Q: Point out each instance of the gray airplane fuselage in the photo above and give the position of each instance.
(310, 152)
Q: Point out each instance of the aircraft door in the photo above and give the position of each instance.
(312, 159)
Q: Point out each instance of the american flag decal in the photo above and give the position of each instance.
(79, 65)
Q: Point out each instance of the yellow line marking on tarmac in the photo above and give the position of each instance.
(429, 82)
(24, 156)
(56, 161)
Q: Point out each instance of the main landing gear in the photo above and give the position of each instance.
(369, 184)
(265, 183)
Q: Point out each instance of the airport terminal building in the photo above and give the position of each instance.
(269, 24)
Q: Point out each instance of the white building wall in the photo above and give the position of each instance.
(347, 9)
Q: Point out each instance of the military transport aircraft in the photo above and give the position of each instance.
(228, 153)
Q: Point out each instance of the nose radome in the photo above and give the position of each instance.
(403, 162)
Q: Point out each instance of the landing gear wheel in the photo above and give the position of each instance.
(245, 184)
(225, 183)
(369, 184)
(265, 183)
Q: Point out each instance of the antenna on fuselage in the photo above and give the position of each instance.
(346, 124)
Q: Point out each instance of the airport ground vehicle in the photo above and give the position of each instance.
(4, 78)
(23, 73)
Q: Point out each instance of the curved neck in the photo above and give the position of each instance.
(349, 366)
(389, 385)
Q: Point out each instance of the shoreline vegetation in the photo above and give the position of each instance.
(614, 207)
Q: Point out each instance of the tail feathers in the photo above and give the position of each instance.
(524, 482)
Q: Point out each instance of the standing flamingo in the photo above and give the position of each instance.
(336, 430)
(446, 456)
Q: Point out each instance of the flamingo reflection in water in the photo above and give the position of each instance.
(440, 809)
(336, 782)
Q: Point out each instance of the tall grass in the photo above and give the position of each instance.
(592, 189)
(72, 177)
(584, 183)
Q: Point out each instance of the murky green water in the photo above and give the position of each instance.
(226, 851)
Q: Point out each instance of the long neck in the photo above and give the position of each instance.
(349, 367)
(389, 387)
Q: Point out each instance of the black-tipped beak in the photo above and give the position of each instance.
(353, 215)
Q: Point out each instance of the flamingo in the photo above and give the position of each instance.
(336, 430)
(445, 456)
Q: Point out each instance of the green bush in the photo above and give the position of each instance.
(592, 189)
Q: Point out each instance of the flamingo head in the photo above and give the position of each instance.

Goal of the exercise: Having read the entries above, restate them all word for word.

Your response:
Q: Point out each instance of the gray airplane fuselage in the photo above and give the position of each instance.
(310, 152)
Q: Point out each instance of the aircraft door in the photo above and give the position of each instance.
(312, 159)
Q: Point out each instance of the american flag decal in the photo above and give the position of each instance.
(79, 65)
Q: Point out each instance of the yellow line marking on tarmac in the photo above and give the position of each instance.
(429, 82)
(24, 156)
(56, 161)
Q: Point out each instance of the main landing gear in the photo above and give the position of each instance.
(369, 184)
(265, 183)
Q: Point out each instance of the airport terminal building in the photo above and give the position of each instance.
(269, 24)
Q: Point out each instance of the white building wall in the photo above and give the position of each instance.
(347, 9)
Q: Point out each instance of the military transport aircraft in the photo above and give the position of each instance.
(228, 153)
Q: Point out each instance of the nose radome in the photo above and give the position of each instance.
(403, 162)
Q: Point out each instance of the landing gear wheel in the photo above and give the position of each instance.
(245, 184)
(225, 183)
(369, 184)
(265, 183)
Q: Point out each instance of the antenna on fuselage in the photo above and give the position of each instance.
(346, 124)
Q: Point out each instance of the airport ground vehicle in the photo above and give the position of each instance.
(4, 78)
(23, 73)
Q: Point out each instance of the curved neck in the photo above and give the position of each instance.
(349, 366)
(389, 385)
Q: Point out each instance of the shoreline vegetation in the photo above and give the position of each instance.
(614, 207)
Q: Point out each instance of the tail feathers in the photo above and give the position of each instance.
(524, 482)
Q: Point out each instance of the standing flamingo in the photo above and give the position of each instance.
(336, 430)
(446, 456)
Q: Point out each instance of the flamingo reflection in water in the photo above and give the position of each instance.
(440, 809)
(336, 782)
Q: Point out each instance of the tall grass in the photo above and give the position of each instance.
(592, 189)
(72, 177)
(584, 183)
Q: Point out each instance of the murky green water in the photo above and give the position of each instance.
(226, 851)
Q: Point out each instance of the long neck in the photo above and give the position of each instance.
(349, 367)
(389, 387)
Q: Point out each instance of the black-tipped beak in the photo above and give the position of each instance.
(353, 215)
Q: Point out each instance of the flamingo in the photo above and give the position of each instance.
(336, 430)
(445, 456)
Q: Point out each instance of the green bush in the photo above and give the position of each instance.
(592, 189)
Q: Point out each instance of the flamingo head in the photo above and give the position of each instance.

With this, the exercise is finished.